+++ Source passage
In the latest instalment of our Ulster Grand Prix interview series, Natalie Ferris talks to James Courtney, President of the Dundrod & District Motorcycle Club (DDMC) about his role and what’s in store for fans during Bike Week 2015
James you’ve experienced road racing from all aspects; spectating, competing and now organising, can you give me insight into how you became involved with the Club?
I actually live on the circuit, so I grew up with it from a very early age and it gave me a strong connection with the Club and with the Ulster Grand Prix.
My father was a racer from watching legends like Ray McCullough and Joey Dunlop competing in the late 1970’s and early 1980’s it wasn’t long before I caught the racing bug.
I joined the Dundrod & District Motorcycle Club when I was 18 years old to get my license to compete on short circuits and the roads, and went on to race at the Ulster Grand Prix for many years.
My role in the Club then grew when my racing career ended after a crash at the Isle of Man TT in 1999. I suffered some serious injuries but still loved the sport, so from there it was just a natural progression to become more involved off the track and to help out at the club.
It’s always been great socially, as it brings people together and I realised very quickly that for the Club and The Metzeler Ulster Grand, it’s not down to one person, everyone plays their role.
With construction work underway on David Wood Ulster Grand Prix House, what can fans new expect this year from the world’s fastest road race?
There is a lot going on this year. Not only will we have the new clubhouse, but we’re also extending our car parking and working on improving camping areas, making more space and offering better facilities.
I think that replacing the Ulster Grand Prix House is a fitting tribute to David Wood, as he contributed so much to the sport and helped support the early careers of so many riders.
The new clubhouse will have many benefits, and not just for the Dundrod & District Motorcycle Club, as it will be a valuable space for local community groups all year round.
We have a great team and the new facility will support us as we run our events. Currently we operate out of temporary buildings, so it will provide a permanent home for the race offices, timekeepers and commentators, and become the hub of the Metzeler Ulster Grand Prix.
++++++
## To do
1. Answer these questions from the Ulster Grand Prix interview:
(a) At what age did James Courtney join the Dundrod & District Motorcycle Club?
(b) What ended his racing career, and in what year?
(c) Which groups will the new clubhouse give a permanent home?
2. Write the next part of the Ulster Grand Prix interview, picking up after its final sentence.
The rows that come after this interview are from a different source.
+++ Supplied records
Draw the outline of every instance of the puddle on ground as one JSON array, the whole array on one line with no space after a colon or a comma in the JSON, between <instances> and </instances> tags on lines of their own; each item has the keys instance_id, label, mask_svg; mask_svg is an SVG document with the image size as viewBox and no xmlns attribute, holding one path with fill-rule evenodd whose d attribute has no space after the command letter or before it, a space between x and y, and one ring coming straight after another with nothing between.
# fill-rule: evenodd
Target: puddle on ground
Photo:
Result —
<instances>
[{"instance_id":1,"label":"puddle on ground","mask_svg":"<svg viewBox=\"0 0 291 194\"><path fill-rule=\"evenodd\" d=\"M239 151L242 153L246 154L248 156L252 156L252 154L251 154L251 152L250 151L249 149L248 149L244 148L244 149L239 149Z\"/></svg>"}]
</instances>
++++++
## Responses
1.
(a) He joined at 18 years old.
(b) A crash at the Isle of Man TT in 1999 ended it.
(c) It will house the race offices, timekeepers and commentators.

2.
The project is now well underway and will be in operation for the Metzeler Ulster Grand Prix this year.
I was impressed with the international presence of both fans and riders last year are you expecting the same turn out this year?
As always the Metzeler Ulster Grand Prix is a very popular event.
It really is a rider’s circuit, as its fast and has some unique corners and features. It is a great opportunity to attract competitors from all countries and we see a growing number of international fans and competitors.
Last year we had over 40 newcomers to the event, with some from as far afield as the USA, which is great to see.
The growing audience is one of the main reasons we’re working to improve all our facilities to make it a better experience for everyone, and this year I think the increases to our camping and parking areas, improved grandstands and continued hospitality will make a massive difference.
In all your years being at the Ulster Grand Prix, what would you say has been the most memorable race you’ve experienced?
Believe it or not, I don’t actually get to watch a lot of races now as I’m always busy working behind the scenes, but over the years there have been so many.
Most recently I would have to say the battle between William Dunlop and Bruce Anstey last year. With the big screen in the paddock, you can see and hear what’s happening, watching it unfold in front of you.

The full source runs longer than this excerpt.